Exercise prompt:
Without omitting anything, retype the data that follows.

----- Dataset records

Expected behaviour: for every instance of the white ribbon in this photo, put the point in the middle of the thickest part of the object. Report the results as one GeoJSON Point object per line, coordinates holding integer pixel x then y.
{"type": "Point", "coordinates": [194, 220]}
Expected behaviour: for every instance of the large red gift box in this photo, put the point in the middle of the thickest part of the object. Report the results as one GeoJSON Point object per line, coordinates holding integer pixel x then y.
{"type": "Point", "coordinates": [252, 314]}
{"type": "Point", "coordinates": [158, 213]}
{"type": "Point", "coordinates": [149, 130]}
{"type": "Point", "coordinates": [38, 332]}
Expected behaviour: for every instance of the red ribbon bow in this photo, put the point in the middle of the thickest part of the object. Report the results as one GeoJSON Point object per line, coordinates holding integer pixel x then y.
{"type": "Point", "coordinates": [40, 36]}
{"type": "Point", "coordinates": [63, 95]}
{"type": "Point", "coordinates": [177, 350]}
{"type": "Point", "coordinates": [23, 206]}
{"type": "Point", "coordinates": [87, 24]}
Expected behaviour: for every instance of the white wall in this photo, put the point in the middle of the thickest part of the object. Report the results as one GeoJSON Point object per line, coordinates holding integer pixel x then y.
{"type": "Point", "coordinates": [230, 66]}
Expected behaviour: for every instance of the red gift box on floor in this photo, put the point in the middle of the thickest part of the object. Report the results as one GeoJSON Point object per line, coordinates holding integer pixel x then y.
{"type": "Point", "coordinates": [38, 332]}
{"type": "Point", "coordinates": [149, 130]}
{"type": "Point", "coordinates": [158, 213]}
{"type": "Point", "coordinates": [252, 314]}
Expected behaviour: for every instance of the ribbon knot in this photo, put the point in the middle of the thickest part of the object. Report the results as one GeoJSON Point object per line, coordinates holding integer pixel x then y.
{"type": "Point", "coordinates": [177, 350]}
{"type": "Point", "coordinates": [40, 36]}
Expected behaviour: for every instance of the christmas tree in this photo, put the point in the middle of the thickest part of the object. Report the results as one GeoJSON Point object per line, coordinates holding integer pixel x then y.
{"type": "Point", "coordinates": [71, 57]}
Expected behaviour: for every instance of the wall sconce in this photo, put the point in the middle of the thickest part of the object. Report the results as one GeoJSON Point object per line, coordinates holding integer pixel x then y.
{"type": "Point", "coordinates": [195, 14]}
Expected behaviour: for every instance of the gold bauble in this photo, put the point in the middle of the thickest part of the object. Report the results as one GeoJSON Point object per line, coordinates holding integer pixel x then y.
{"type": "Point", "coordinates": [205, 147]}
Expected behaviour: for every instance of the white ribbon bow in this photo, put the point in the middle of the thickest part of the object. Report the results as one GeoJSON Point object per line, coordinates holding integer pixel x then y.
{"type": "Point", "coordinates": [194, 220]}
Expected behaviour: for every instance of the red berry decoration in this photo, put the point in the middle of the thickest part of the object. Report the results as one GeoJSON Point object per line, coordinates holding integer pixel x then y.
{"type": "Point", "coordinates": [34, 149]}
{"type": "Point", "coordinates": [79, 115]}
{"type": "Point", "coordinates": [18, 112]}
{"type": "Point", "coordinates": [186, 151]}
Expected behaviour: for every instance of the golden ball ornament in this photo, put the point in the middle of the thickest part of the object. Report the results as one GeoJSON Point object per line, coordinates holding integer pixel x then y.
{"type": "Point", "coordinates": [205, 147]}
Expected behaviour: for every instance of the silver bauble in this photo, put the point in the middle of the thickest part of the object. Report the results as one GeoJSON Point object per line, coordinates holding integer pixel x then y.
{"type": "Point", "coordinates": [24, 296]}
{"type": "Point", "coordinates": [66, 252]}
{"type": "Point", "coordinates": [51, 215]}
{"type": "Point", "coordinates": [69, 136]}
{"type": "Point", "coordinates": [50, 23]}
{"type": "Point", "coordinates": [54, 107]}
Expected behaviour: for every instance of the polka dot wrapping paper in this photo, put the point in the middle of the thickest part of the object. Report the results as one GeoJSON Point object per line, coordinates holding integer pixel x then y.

----------

The reply:
Expected behaviour: for every instance of the white ribbon in this photo, put the point in the middle of the thickest part of the object. Report the results as one GeoJSON Point object per line, coordinates holding integer pixel x then y.
{"type": "Point", "coordinates": [194, 220]}
Expected behaviour: for every instance of the large red gift box in this photo, put the point in the middle of the thickest part of the object. Report the results as one GeoJSON Point object per line, coordinates holding integer pixel x then y.
{"type": "Point", "coordinates": [252, 314]}
{"type": "Point", "coordinates": [158, 213]}
{"type": "Point", "coordinates": [149, 130]}
{"type": "Point", "coordinates": [38, 332]}
Expected behaviour: for every instance of the red ribbon bow in this photo, put the point in the middle of the thickest part of the object. Report the results as one GeoJSON Point object per line, coordinates holding integer pixel x then y.
{"type": "Point", "coordinates": [40, 36]}
{"type": "Point", "coordinates": [63, 95]}
{"type": "Point", "coordinates": [177, 350]}
{"type": "Point", "coordinates": [23, 206]}
{"type": "Point", "coordinates": [87, 24]}
Expected behaviour: for every instance of the white wall in this photo, put the point in the middle of the thickest part of the object. Report the results as one GeoJSON Point object per line, coordinates holding integer pixel x then y.
{"type": "Point", "coordinates": [230, 66]}
Expected behaviour: for every instance of the red gift box on floor in this photo, put the point in the middle of the thickest part of the object. Report the results as one GeoJSON Point object per line, coordinates holding integer pixel x then y.
{"type": "Point", "coordinates": [38, 332]}
{"type": "Point", "coordinates": [149, 130]}
{"type": "Point", "coordinates": [158, 213]}
{"type": "Point", "coordinates": [252, 314]}
Expected behaviour: for every instance of the ribbon knot in this photo, put the point in the middle of the thickest part of the object. Report the results as one GeoJSON Point object per line, coordinates holding integer pixel x then y.
{"type": "Point", "coordinates": [177, 350]}
{"type": "Point", "coordinates": [40, 36]}
Expected behaviour: for every instance of the christmas tree in this photo, put the point in the middle of the thickest part of the object. Report the results as one GeoJSON Point object per line, coordinates holding integer pixel x then y.
{"type": "Point", "coordinates": [71, 57]}
Expected behaviour: for every instance of the wall sconce in this photo, put the point in the middle of the thickest part of the object. Report the results as one GeoJSON Point object per line, coordinates holding integer pixel x then y.
{"type": "Point", "coordinates": [195, 14]}
Expected behaviour: for every instance of the gold bauble in this photo, put the point in the middle of the thickest part of the object. Report the results as one GeoJSON Point object per line, coordinates holding integer pixel x then y.
{"type": "Point", "coordinates": [205, 147]}
Expected behaviour: for every instance of the white ribbon bow in this photo, put the point in the middle of the thickest part of the object. Report the results as one GeoJSON Point object per line, coordinates holding integer pixel x then y.
{"type": "Point", "coordinates": [194, 220]}
Expected behaviour: for every instance of the red berry decoration in this photo, put the point in the middle of the thickest part of the object. Report the results as one GeoJSON Point object per line, coordinates holding integer pixel x then y.
{"type": "Point", "coordinates": [34, 149]}
{"type": "Point", "coordinates": [79, 115]}
{"type": "Point", "coordinates": [18, 112]}
{"type": "Point", "coordinates": [186, 151]}
Expected behaviour: for every instance of the golden ball ornament in this photo, put the point in the middle of the thickest part of the object. Report the results as one GeoJSON Point object per line, coordinates holding integer pixel x then y.
{"type": "Point", "coordinates": [205, 147]}
Expected behaviour: for every instance of the silver bauble in this photo, put the point in the middle of the thickest part of the object. Report the results as one GeoJSON Point object per line, coordinates holding integer pixel x then y.
{"type": "Point", "coordinates": [24, 296]}
{"type": "Point", "coordinates": [66, 252]}
{"type": "Point", "coordinates": [51, 215]}
{"type": "Point", "coordinates": [69, 136]}
{"type": "Point", "coordinates": [50, 23]}
{"type": "Point", "coordinates": [54, 107]}
Expected behaviour: for every instance of the polka dot wrapping paper in this photo, put the point in the middle of the thickest part of the object. Report the results as one GeoJSON Point object per line, coordinates holding integer pixel x then y.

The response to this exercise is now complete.